What to produce: Please copy the part of the critique of Kris's songs that begins at the words "Kris' celebrations of" and stops after "sheer one-dimensional braggodocio….", changing "endearing" to "charming".
** start Document extract **
Kris' celebrations of machismo are his most patently stupid entries. When [Mick] Jagger works with the form, it's endearing because basically Jagger's assertiveness is compensating for failure. With Kris, it's sheer one-dimensional braggodocio….

"Smokey," "Border Lord" … and "Gettin' By High and Strange" … are the "love" songs least ambiguous in their intent. But when Kris attempts to shade in the emotional side of his affairs, he really steps in it. In "Little Girl Lost," for example, the stanzas alternate between objective consideration of his "little girl," bitterness at the way he was treated by her, and a melting forgiveness addressed to a third party who is about to "take her." The transitions are abrupt and irrational.

Kris is equally indigestible when he waxes reflective…. On "Burden of Freedom," Kris plays his namesake, Christ … but proves his obtuseness and egocentricity in the last stanza when he "cleverly" turns the tables…. Asking for forgiveness of your enemies is indeed Christ-like; to ask for forgiveness of your own transgressions, with the implications that the person who would refuse it is morally unenlightened, is grossly self-indulgent.
** end Document extract **
** start Record list **
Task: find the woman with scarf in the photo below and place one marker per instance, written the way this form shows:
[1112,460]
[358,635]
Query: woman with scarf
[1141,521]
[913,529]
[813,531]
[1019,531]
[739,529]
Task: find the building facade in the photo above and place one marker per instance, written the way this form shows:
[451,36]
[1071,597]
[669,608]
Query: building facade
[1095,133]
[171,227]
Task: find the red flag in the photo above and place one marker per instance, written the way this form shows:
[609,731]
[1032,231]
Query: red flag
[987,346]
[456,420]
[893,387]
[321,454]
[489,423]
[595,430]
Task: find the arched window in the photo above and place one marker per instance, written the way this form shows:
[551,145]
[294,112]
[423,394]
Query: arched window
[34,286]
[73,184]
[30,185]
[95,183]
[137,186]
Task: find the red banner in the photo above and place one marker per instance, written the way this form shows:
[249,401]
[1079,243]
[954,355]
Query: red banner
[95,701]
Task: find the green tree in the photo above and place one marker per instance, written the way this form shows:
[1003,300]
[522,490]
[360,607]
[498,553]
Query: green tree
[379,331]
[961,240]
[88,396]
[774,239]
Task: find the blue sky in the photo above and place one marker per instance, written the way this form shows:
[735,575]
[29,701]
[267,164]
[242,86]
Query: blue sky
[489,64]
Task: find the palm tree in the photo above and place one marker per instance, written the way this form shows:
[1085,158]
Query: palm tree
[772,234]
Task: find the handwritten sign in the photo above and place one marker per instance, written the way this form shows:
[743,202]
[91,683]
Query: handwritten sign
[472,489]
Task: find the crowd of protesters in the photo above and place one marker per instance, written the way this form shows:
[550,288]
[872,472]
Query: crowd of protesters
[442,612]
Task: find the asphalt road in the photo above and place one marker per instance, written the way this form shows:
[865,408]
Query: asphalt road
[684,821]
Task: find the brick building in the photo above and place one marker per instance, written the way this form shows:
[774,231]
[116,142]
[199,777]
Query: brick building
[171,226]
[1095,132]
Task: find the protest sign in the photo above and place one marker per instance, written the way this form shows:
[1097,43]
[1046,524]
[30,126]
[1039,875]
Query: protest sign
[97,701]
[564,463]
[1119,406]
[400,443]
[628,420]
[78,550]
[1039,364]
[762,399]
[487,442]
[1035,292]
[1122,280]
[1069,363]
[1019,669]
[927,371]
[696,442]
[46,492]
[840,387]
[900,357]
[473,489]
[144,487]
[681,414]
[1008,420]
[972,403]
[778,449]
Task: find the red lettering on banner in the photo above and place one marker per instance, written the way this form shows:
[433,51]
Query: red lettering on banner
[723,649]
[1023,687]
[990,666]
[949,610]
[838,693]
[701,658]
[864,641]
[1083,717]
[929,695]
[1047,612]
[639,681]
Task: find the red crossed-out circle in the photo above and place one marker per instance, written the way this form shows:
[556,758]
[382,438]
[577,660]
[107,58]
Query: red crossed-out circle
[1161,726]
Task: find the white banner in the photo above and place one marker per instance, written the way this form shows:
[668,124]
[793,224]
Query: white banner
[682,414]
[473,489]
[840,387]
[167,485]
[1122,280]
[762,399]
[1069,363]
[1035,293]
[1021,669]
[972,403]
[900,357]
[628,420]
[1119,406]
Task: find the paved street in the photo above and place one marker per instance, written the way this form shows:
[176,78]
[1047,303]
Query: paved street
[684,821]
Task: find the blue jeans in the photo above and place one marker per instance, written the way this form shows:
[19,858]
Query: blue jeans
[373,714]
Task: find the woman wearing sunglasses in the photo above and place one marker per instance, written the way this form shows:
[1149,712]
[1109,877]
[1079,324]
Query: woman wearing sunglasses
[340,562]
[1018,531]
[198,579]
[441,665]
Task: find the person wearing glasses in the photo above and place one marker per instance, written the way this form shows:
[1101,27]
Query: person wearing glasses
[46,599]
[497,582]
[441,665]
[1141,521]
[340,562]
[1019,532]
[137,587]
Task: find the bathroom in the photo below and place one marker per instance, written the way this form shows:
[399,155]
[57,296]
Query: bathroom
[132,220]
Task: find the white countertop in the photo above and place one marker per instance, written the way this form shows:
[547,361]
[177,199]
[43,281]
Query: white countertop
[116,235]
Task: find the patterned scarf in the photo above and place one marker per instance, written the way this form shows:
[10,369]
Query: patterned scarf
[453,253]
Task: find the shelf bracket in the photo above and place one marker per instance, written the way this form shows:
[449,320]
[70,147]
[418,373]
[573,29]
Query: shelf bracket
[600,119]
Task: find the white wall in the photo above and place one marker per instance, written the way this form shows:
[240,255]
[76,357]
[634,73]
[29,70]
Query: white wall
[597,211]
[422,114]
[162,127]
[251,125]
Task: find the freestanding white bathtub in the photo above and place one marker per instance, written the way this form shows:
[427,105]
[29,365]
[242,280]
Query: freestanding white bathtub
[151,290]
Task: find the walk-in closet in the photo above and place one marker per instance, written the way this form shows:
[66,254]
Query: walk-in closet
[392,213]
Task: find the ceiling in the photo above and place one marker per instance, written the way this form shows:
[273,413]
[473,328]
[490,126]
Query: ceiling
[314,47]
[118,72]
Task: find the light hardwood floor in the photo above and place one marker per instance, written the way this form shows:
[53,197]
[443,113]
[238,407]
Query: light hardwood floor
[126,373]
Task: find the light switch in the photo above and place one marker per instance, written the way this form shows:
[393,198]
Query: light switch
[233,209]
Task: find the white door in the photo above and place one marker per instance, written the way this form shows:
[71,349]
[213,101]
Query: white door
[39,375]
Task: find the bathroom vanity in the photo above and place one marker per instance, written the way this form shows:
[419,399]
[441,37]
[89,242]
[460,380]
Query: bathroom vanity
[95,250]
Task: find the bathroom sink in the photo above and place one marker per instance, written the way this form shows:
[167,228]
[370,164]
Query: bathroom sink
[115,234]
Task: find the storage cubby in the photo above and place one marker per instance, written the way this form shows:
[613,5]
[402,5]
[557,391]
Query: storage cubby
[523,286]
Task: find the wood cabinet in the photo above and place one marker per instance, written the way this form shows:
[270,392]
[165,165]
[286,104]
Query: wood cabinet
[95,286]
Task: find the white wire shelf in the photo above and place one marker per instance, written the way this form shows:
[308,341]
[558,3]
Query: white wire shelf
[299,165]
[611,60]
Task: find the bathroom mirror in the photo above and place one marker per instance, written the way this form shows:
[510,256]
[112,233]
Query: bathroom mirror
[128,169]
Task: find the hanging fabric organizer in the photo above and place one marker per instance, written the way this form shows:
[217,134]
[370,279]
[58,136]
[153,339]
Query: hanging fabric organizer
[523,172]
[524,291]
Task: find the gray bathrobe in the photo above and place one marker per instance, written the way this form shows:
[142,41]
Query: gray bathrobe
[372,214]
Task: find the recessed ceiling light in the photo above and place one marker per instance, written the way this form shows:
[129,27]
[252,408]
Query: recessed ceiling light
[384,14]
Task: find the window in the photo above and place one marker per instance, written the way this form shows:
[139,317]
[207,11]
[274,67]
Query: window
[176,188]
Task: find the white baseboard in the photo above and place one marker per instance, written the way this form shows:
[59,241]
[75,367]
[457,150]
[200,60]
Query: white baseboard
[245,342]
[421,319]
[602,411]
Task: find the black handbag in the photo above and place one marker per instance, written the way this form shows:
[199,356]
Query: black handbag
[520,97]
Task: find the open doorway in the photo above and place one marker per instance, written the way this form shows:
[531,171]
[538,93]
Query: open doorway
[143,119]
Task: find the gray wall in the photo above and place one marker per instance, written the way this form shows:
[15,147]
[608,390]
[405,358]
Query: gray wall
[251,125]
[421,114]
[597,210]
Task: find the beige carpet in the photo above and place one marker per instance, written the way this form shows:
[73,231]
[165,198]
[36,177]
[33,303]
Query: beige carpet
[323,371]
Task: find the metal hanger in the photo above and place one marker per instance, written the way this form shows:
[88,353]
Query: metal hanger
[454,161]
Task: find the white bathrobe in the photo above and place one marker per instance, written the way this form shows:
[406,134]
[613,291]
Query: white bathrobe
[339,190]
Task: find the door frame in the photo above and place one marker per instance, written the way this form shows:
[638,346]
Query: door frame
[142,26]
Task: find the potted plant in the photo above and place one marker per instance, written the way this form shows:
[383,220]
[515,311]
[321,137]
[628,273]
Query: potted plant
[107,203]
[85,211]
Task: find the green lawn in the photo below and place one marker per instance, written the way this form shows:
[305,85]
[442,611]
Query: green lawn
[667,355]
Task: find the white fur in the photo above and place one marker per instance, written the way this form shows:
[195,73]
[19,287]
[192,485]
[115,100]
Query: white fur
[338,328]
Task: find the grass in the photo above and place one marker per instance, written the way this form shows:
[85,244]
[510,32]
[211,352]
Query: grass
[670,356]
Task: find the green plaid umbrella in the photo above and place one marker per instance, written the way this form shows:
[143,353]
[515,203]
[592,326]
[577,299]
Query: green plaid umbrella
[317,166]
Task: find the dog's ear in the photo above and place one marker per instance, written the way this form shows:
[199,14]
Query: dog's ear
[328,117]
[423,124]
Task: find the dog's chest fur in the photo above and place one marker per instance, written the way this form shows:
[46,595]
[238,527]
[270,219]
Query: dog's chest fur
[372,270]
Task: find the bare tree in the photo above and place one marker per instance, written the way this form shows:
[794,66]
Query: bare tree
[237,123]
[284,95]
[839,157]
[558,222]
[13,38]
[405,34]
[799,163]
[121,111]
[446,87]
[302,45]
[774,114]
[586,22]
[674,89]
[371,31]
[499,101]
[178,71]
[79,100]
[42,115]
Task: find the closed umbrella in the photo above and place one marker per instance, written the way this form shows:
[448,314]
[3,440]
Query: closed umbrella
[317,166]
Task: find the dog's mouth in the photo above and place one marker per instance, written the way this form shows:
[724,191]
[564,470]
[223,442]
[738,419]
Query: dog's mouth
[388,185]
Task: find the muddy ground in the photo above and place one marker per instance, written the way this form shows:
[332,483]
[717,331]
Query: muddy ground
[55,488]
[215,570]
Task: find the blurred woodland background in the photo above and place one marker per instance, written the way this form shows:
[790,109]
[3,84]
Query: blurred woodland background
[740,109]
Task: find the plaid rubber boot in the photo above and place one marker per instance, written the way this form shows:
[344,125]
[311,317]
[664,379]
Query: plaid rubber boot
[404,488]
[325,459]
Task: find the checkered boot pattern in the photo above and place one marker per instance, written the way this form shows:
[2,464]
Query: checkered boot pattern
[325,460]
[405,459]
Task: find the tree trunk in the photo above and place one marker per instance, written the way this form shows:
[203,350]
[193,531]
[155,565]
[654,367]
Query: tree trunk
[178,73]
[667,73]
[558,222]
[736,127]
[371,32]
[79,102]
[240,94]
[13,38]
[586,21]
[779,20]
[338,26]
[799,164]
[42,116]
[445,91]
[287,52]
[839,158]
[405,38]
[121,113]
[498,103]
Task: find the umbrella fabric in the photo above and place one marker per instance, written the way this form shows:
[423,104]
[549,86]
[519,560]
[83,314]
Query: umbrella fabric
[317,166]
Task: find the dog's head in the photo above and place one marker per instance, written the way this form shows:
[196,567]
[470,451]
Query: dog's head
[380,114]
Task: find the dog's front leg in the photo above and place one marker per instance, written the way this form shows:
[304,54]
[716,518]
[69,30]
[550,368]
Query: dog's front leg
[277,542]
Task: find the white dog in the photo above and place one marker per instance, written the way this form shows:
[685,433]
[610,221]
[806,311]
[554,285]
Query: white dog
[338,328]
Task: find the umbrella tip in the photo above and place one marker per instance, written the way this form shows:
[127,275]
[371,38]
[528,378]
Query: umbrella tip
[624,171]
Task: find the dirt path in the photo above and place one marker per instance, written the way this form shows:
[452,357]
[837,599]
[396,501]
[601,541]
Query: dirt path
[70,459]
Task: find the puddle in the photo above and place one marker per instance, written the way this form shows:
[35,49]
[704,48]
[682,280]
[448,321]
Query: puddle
** end Record list **
Solution for this task:
Kris' celebrations of machismo are his most patently stupid entries. When [Mick] Jagger works with the form, it's charming because basically Jagger's assertiveness is compensating for failure. With Kris, it's sheer one-dimensional braggodocio….